> EXERCISE BRIEF
Output everything in the listing exactly, with no line missing.
-- -- --
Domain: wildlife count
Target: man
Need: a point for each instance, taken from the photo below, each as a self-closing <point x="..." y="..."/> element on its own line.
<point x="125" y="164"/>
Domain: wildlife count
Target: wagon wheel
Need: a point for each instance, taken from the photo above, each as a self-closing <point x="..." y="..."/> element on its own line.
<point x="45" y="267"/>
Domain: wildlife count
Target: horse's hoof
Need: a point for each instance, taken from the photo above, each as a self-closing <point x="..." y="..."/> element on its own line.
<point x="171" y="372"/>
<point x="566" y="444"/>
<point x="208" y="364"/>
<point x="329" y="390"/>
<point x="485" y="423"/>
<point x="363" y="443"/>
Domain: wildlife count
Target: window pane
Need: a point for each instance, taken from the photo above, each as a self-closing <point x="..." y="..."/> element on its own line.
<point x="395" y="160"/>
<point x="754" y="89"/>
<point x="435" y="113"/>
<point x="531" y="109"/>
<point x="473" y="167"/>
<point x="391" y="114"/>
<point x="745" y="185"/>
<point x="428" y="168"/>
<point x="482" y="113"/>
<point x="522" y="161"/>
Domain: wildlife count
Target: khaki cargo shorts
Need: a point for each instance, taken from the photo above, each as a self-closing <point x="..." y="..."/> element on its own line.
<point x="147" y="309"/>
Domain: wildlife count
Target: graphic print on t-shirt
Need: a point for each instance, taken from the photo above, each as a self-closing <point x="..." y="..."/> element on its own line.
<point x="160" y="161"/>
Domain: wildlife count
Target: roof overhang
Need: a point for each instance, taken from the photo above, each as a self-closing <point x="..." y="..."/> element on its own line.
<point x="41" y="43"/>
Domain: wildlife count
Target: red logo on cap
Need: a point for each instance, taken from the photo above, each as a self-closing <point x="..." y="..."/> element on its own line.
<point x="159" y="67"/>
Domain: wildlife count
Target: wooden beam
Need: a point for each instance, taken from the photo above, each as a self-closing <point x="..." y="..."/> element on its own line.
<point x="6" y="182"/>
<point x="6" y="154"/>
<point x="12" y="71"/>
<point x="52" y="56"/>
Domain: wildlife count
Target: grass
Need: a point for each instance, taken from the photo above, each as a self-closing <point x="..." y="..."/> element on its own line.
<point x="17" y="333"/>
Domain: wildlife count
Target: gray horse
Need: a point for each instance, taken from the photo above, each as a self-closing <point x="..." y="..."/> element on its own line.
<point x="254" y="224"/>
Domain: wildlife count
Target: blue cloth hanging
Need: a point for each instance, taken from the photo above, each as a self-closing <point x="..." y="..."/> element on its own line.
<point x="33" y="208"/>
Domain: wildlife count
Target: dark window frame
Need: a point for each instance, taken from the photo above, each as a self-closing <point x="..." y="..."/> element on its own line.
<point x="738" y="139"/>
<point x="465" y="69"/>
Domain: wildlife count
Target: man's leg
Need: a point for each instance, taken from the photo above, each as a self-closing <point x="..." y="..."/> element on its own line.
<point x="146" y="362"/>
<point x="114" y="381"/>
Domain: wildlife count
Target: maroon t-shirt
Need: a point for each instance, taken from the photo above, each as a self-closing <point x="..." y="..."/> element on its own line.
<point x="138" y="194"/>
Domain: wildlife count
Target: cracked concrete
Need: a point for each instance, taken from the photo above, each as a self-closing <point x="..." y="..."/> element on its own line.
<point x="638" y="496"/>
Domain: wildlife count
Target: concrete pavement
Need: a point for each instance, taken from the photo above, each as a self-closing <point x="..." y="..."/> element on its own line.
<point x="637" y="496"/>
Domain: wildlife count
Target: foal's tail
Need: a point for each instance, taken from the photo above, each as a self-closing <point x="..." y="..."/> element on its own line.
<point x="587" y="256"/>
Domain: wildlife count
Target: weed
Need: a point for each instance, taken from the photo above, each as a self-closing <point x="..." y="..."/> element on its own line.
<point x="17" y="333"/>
-- -- --
> TASK RESPONSE
Domain: wildlife count
Target: man
Need: a point for each instance, taken from the photo below, each as a self-closing <point x="..." y="..."/> element on its own line.
<point x="125" y="164"/>
Domain: wildlife count
Target: wagon wheel
Need: a point for each instance, taken from the photo above, each as a self-closing <point x="..." y="..."/> element on its own line.
<point x="45" y="267"/>
Domain: wildlife count
Target: horse's hoof
Need: a point for each instance, taken from the photo above, each as a self-closing <point x="..." y="..."/> element on its own line.
<point x="171" y="372"/>
<point x="566" y="444"/>
<point x="208" y="364"/>
<point x="329" y="390"/>
<point x="485" y="423"/>
<point x="363" y="443"/>
Domain: wildlife count
Target: window pane
Need: a point for each instance, taken from the photo above, each as a self-closing <point x="..." y="..."/> element on its own line.
<point x="395" y="160"/>
<point x="754" y="89"/>
<point x="435" y="113"/>
<point x="531" y="109"/>
<point x="473" y="167"/>
<point x="391" y="114"/>
<point x="745" y="185"/>
<point x="428" y="168"/>
<point x="482" y="113"/>
<point x="522" y="161"/>
Domain: wildlife count
Target: khaki cargo shorts
Need: a point for each instance, taken from the photo above, each as a self-closing <point x="..." y="..."/> element on its own line.
<point x="147" y="309"/>
Domain: wildlife count
Target: graphic print on t-shirt
Need: a point for each instance, taken from the photo above, each as a self-closing <point x="..." y="..."/> element on its own line.
<point x="160" y="161"/>
Domain: wildlife count
Target: roof overhang
Need: a point for each instance, taken from the photo above, each as a self-closing <point x="..." y="..."/> element on its own line.
<point x="41" y="43"/>
Domain: wildlife count
Target: red logo on cap
Need: a point for each instance, taken from the photo above, each as a self-closing <point x="..." y="..."/> element on its own line.
<point x="159" y="67"/>
Domain: wildlife count
Target: wooden beam
Need: a point for each instance, taken from the photo above, each as a self-closing <point x="..." y="..."/> element on its own line.
<point x="6" y="182"/>
<point x="6" y="154"/>
<point x="12" y="71"/>
<point x="52" y="56"/>
Domain: wildlife count
Target: grass
Need: a point for each instance, taken from the photo above, each as a self-closing <point x="..." y="..."/> element on its own line.
<point x="17" y="333"/>
Domain: wildlife count
Target: gray horse
Need: a point for each instance, taken from the photo above, each as a self-closing <point x="..." y="..."/> element on its own line.
<point x="254" y="224"/>
Domain: wildlife count
Target: blue cloth hanging
Need: a point for each instance, taken from the photo above, each as a self-closing <point x="..." y="..."/> element on its own line.
<point x="33" y="208"/>
Domain: wildlife count
Target: dark window frame
Need: a point for each instance, taken from the photo above, each as a self-closing <point x="..." y="..."/> element on its own line.
<point x="738" y="139"/>
<point x="465" y="69"/>
Domain: wildlife count
Target: man's leg
Need: a point for each instance, taken from the photo above, each as a self-closing <point x="..." y="..."/> element on its own line.
<point x="146" y="362"/>
<point x="114" y="381"/>
Domain: wildlife count
Target: maroon t-shirt
Need: a point for each instance, taken from the photo above, each as a self-closing <point x="..." y="..."/> element on its own line.
<point x="138" y="194"/>
Domain: wildlife count
Target: cracked concrete
Need: a point for each instance, taken from the photo above, each as a self-closing <point x="..." y="..."/> element on its own line.
<point x="638" y="496"/>
Domain: wildlife count
Target: concrete pavement
Need: a point for each instance, taken from the photo above, each as a self-closing <point x="..." y="..."/> element on its own line.
<point x="637" y="496"/>
Domain: wildlife count
Target: foal's tail
Need: a point for each instance, taken from the photo above, each as a self-closing <point x="..." y="..."/> element on its own line.
<point x="587" y="256"/>
Domain: wildlife count
Target: weed
Need: a point for each instance, taken from the photo above, each as a self-closing <point x="..." y="..."/> element on its own line.
<point x="17" y="333"/>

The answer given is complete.